■ **DATA EXCERPTS**
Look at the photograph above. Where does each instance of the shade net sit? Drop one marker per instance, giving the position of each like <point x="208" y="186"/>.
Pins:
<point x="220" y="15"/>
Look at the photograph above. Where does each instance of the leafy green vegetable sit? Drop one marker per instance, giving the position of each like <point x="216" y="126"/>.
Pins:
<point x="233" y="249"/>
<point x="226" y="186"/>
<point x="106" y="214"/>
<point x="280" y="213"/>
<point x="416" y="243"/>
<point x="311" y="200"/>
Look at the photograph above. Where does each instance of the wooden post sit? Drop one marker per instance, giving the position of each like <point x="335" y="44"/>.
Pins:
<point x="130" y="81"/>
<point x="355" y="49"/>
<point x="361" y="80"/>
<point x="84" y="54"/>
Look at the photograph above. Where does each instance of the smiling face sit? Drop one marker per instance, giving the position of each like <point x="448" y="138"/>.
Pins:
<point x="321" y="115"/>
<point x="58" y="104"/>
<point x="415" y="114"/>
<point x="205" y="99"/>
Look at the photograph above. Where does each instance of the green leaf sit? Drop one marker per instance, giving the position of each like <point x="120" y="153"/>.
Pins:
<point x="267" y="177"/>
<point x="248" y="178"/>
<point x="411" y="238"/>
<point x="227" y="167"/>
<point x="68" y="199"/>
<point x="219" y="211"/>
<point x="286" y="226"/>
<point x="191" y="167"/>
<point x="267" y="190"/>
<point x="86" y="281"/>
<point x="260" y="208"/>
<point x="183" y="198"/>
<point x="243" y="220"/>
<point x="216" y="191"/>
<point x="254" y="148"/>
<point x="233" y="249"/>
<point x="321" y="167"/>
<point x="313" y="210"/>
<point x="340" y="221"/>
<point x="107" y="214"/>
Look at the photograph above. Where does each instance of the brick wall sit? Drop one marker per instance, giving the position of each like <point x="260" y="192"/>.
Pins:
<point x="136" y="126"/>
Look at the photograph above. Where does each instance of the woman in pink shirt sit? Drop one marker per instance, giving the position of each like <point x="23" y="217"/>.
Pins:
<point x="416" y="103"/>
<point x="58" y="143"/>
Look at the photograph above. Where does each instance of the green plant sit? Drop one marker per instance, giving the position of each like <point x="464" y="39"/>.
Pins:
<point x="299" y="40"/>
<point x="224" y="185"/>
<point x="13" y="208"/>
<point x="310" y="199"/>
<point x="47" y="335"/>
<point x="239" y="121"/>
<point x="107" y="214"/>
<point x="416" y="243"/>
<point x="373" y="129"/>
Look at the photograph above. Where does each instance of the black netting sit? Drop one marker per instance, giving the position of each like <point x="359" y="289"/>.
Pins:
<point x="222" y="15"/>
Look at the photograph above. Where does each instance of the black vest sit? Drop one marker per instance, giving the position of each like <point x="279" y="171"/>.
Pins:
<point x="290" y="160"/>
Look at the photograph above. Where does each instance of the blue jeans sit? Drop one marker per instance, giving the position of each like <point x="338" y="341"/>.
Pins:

■ **WHAT YOU HAVE TO DO**
Substitute "Points" for each "Pins" in the data above, and write out all of the data again with nothing else changed.

■ **RESULT OF THIS EXERCISE**
Look at the photograph above. Where does each instance of the shade net sit? Drop one marker per instance, giving the position of each like <point x="208" y="186"/>.
Points:
<point x="220" y="15"/>
Look at the photograph above. Where does each instance of the leafy green vegetable sit? Drop one marker per instance, giving the position of each like <point x="216" y="126"/>.
Points:
<point x="233" y="249"/>
<point x="226" y="186"/>
<point x="106" y="214"/>
<point x="280" y="213"/>
<point x="416" y="243"/>
<point x="311" y="200"/>
Look at the photograph above. Where does each instance of the wooden post sit? Drop one marker per instance, giving the position of each like <point x="335" y="44"/>.
Points:
<point x="130" y="81"/>
<point x="355" y="49"/>
<point x="361" y="80"/>
<point x="84" y="54"/>
Look at the photograph above. Where does each instance of the smiling face sit? Drop one marker per instance, giving the position of each like <point x="448" y="138"/>.
Points:
<point x="321" y="115"/>
<point x="58" y="104"/>
<point x="415" y="114"/>
<point x="205" y="99"/>
Look at the photograph above. Where does each instance of the green leaf sit? Drop one marker per instance, giving the position of each like <point x="120" y="153"/>.
Points:
<point x="267" y="177"/>
<point x="248" y="178"/>
<point x="411" y="238"/>
<point x="227" y="167"/>
<point x="68" y="199"/>
<point x="219" y="211"/>
<point x="286" y="226"/>
<point x="191" y="167"/>
<point x="267" y="190"/>
<point x="86" y="281"/>
<point x="260" y="208"/>
<point x="183" y="198"/>
<point x="243" y="220"/>
<point x="216" y="191"/>
<point x="254" y="148"/>
<point x="233" y="249"/>
<point x="321" y="167"/>
<point x="313" y="210"/>
<point x="340" y="221"/>
<point x="107" y="214"/>
Look at the photograph above. Where does each instance of the brick wall sit? Drop one marker per instance, giving the position of each like <point x="260" y="192"/>.
Points:
<point x="136" y="126"/>
Look at the photograph above. Where does each instance of the woman in pink shirt sit? Drop one marker per instance, giving the position of each like <point x="23" y="217"/>.
Points:
<point x="416" y="103"/>
<point x="58" y="143"/>
Look at the photograph above. Where does each instance of the green plant sit? Drop one marker per instance, giving the position of each like <point x="464" y="39"/>.
Points:
<point x="299" y="40"/>
<point x="224" y="185"/>
<point x="13" y="208"/>
<point x="310" y="199"/>
<point x="47" y="335"/>
<point x="239" y="121"/>
<point x="107" y="214"/>
<point x="416" y="243"/>
<point x="373" y="129"/>
Look at the photograph above. Where does each instance of the black netting sit? Drop one marker per instance, giving the position of each like <point x="359" y="289"/>.
Points:
<point x="222" y="15"/>
Look at the photograph above. Where does each instance of the black vest sit? Drop one marker per instance, giving the position of each like <point x="279" y="171"/>.
Points:
<point x="290" y="160"/>
Look at the photograph above. Where does each instance of the blue jeans sit? Drop one marker per instance, giving the position of each like <point x="338" y="341"/>.
Points:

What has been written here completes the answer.